[Exercise] Print exactly the lines below between the line holding "positive clicks: (166, 391)" and the line holding "negative clicks: (23, 361) (31, 453)", inclusive, and nothing more.

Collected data
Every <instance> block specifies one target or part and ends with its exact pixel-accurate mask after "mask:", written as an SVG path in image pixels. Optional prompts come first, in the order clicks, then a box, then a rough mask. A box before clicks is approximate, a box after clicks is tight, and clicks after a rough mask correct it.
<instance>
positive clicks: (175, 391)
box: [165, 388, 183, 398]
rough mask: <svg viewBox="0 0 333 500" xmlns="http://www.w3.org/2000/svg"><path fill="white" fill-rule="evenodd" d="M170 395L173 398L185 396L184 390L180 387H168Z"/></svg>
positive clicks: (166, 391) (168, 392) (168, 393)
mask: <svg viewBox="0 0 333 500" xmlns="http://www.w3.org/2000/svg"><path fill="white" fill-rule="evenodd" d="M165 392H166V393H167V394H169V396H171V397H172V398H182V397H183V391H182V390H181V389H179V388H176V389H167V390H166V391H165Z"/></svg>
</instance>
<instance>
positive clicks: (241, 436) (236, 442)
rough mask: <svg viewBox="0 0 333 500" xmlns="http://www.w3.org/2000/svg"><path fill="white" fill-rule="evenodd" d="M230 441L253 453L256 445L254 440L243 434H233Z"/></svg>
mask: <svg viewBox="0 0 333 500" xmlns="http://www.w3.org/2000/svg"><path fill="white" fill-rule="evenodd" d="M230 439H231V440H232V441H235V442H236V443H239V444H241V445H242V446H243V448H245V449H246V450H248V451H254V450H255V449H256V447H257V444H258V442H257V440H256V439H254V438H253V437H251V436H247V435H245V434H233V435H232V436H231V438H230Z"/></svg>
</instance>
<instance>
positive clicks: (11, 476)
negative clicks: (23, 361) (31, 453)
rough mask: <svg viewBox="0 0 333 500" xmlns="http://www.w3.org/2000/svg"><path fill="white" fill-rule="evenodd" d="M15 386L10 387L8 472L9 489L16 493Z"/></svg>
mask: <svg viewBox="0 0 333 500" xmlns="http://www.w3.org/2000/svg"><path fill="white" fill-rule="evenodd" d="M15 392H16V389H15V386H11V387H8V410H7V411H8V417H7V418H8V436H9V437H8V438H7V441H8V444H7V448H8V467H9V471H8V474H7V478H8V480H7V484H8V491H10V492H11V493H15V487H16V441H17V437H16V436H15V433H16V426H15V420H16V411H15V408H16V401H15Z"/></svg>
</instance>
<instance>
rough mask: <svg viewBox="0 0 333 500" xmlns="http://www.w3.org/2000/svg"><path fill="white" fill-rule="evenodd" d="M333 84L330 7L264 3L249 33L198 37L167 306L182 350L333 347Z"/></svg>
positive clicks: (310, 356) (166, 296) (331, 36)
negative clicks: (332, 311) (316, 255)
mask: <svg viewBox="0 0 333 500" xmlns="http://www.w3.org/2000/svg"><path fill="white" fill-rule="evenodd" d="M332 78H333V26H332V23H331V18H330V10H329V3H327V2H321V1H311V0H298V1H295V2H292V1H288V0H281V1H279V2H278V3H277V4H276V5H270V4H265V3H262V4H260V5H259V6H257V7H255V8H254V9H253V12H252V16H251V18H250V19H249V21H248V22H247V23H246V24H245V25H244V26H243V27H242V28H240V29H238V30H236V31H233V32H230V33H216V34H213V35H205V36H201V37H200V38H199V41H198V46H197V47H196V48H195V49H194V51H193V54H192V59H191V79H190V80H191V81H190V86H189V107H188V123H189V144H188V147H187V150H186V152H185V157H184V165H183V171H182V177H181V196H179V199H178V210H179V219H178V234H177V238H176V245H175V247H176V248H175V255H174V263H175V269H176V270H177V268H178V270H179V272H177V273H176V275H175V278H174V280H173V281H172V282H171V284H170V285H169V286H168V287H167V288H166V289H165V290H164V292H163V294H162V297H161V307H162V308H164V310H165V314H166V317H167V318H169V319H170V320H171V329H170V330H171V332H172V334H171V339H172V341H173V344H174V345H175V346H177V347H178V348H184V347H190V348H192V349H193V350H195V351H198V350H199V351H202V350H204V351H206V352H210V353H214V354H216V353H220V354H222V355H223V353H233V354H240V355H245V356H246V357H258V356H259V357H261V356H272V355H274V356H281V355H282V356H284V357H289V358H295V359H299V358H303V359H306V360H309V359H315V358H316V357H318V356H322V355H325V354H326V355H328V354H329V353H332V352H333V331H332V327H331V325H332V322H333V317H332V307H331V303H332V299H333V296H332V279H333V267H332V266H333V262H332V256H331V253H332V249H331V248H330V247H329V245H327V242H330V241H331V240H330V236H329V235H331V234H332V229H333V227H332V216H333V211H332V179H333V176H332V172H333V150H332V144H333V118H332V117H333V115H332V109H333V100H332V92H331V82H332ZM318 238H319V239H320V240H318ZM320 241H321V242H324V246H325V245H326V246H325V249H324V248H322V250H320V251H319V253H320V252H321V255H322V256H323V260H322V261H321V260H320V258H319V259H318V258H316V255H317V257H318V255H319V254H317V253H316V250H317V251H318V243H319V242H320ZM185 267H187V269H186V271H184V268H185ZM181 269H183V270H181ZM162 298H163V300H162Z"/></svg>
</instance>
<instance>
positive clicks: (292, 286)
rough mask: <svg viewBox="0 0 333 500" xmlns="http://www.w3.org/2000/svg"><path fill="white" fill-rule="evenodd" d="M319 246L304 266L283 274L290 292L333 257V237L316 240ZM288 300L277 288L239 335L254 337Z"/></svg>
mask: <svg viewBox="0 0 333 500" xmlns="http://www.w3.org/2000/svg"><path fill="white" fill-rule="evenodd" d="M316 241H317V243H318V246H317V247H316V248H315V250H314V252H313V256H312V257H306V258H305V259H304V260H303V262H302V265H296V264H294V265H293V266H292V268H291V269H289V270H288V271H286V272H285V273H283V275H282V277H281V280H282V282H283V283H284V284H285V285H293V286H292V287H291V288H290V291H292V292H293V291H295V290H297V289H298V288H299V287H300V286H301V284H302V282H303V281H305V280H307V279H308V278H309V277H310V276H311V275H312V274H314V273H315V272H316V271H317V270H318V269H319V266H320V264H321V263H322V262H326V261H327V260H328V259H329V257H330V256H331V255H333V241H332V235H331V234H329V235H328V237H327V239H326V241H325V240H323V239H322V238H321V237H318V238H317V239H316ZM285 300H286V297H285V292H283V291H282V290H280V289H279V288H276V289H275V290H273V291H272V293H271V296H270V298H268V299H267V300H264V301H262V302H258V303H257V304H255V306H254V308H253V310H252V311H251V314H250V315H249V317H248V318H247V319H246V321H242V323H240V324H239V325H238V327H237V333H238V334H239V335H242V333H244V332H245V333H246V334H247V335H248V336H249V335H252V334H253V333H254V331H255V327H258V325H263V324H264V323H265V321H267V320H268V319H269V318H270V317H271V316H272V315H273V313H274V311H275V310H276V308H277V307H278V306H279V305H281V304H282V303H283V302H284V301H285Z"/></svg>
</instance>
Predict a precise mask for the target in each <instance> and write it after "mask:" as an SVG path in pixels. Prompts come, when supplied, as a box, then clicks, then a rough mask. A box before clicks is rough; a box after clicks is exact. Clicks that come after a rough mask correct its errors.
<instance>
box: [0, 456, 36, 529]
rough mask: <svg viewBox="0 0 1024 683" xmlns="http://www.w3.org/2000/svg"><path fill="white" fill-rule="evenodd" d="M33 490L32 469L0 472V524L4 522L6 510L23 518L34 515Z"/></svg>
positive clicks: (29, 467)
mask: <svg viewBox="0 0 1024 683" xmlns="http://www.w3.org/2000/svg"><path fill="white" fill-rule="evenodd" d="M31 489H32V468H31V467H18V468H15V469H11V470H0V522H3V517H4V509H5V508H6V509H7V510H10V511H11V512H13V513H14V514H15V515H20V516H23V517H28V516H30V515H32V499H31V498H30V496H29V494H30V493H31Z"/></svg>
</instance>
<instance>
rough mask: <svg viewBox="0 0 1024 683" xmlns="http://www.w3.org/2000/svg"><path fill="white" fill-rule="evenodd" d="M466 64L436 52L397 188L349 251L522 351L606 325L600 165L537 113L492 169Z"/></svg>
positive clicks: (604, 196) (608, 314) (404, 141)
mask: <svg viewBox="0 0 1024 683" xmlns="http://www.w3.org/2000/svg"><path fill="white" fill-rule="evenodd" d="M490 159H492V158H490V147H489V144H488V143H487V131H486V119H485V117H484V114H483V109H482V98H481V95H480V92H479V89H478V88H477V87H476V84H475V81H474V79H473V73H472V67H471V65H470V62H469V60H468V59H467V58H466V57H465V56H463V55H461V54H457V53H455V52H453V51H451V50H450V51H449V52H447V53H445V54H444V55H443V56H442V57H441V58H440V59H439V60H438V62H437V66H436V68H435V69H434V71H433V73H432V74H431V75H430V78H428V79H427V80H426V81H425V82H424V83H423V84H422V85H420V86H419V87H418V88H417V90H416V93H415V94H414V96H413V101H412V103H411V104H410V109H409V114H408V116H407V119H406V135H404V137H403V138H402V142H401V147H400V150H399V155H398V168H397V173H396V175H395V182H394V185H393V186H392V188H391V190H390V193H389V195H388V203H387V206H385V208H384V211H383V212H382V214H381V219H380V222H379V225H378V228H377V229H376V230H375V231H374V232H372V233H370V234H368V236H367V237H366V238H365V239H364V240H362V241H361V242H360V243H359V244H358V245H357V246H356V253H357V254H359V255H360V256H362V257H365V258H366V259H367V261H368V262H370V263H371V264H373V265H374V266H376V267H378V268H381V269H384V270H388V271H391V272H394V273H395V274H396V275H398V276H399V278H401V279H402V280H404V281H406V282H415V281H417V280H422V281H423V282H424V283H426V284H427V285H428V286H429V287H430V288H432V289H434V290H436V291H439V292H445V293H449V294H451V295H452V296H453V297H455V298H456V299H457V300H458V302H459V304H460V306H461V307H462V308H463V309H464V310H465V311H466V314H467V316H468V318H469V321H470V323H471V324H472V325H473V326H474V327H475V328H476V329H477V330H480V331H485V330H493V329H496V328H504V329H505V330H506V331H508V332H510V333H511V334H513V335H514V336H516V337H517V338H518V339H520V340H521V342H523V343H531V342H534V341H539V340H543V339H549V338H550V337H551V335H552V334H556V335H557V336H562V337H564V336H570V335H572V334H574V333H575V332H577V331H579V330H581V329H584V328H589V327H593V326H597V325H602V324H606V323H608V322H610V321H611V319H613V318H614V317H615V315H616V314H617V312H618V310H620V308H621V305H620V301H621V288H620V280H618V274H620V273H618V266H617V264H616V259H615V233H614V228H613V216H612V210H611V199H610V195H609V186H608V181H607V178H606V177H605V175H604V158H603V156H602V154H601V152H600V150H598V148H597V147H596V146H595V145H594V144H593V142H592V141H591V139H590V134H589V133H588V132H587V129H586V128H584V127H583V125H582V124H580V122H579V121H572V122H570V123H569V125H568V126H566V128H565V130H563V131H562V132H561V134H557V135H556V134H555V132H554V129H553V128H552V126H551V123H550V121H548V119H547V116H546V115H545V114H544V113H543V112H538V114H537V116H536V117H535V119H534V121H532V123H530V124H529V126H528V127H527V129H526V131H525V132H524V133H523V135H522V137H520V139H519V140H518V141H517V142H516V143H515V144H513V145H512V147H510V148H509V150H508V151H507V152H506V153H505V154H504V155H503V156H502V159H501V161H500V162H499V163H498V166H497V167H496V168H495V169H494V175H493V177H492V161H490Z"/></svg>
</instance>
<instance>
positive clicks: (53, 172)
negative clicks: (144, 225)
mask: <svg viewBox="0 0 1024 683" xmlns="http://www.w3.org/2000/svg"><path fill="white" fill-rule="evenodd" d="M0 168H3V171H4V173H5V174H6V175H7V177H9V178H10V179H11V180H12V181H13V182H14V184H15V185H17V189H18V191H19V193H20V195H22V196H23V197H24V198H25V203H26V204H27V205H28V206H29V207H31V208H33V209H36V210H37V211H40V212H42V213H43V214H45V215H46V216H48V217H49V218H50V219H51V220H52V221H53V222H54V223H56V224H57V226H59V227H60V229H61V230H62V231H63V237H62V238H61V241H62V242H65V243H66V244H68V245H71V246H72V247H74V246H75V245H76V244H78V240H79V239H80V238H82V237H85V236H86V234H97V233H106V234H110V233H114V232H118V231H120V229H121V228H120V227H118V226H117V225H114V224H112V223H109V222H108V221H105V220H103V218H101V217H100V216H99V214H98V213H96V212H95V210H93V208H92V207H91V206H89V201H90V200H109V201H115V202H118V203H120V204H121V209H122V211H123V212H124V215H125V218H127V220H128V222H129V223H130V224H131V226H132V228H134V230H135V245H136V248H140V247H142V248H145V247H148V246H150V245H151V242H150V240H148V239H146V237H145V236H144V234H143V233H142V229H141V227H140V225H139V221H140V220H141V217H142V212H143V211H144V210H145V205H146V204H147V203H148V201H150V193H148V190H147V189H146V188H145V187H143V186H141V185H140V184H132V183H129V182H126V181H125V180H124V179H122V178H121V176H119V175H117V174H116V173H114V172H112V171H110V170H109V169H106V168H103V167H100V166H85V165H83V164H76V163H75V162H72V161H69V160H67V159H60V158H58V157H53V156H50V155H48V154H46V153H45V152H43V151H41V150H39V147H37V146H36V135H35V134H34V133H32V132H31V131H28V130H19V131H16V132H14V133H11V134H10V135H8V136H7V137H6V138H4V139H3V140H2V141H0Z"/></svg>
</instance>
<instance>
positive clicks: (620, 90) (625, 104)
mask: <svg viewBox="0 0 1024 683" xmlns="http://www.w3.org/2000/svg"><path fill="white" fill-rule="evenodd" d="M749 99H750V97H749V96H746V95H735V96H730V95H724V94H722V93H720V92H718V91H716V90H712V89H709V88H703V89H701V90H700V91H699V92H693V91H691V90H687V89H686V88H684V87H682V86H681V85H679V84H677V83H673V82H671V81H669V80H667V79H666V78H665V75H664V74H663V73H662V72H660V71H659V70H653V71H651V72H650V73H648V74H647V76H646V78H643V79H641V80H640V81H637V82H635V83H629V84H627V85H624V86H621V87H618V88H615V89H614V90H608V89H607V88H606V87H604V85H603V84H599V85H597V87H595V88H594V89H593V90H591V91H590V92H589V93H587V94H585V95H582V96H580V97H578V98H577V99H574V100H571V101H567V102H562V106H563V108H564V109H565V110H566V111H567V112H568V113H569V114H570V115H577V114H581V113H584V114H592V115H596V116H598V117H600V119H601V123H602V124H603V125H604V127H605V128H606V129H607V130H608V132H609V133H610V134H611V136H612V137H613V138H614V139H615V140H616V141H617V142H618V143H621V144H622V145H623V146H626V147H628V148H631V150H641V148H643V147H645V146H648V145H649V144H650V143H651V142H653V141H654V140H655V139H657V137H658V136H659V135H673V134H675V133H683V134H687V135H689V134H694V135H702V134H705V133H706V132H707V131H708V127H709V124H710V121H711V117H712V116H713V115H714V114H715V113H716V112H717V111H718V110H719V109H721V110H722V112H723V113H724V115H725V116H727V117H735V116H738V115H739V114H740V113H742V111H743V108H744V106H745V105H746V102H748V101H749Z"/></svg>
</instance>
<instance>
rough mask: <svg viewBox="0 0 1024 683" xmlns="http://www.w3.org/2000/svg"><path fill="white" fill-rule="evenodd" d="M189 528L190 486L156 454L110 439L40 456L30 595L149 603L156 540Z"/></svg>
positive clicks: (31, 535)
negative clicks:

[Answer area]
positive clicks: (166, 391) (168, 392) (168, 393)
mask: <svg viewBox="0 0 333 500" xmlns="http://www.w3.org/2000/svg"><path fill="white" fill-rule="evenodd" d="M165 392H166V393H167V394H169V396H171V397H172V398H182V397H183V391H182V390H181V389H179V388H176V389H167V390H166V391H165Z"/></svg>
</instance>
<instance>
positive clicks: (241, 436) (236, 442)
rough mask: <svg viewBox="0 0 333 500" xmlns="http://www.w3.org/2000/svg"><path fill="white" fill-rule="evenodd" d="M230 441L253 453L256 445L254 440L243 434H233Z"/></svg>
mask: <svg viewBox="0 0 333 500" xmlns="http://www.w3.org/2000/svg"><path fill="white" fill-rule="evenodd" d="M230 439H231V440H232V441H235V442H236V443H239V444H241V445H242V446H243V448H245V449H246V450H248V451H254V450H255V449H256V447H257V444H258V442H257V440H256V439H254V438H253V437H251V436H247V435H245V434H233V435H232V436H231V438H230Z"/></svg>
</instance>
<instance>
positive clicks: (11, 476)
negative clicks: (23, 361) (31, 453)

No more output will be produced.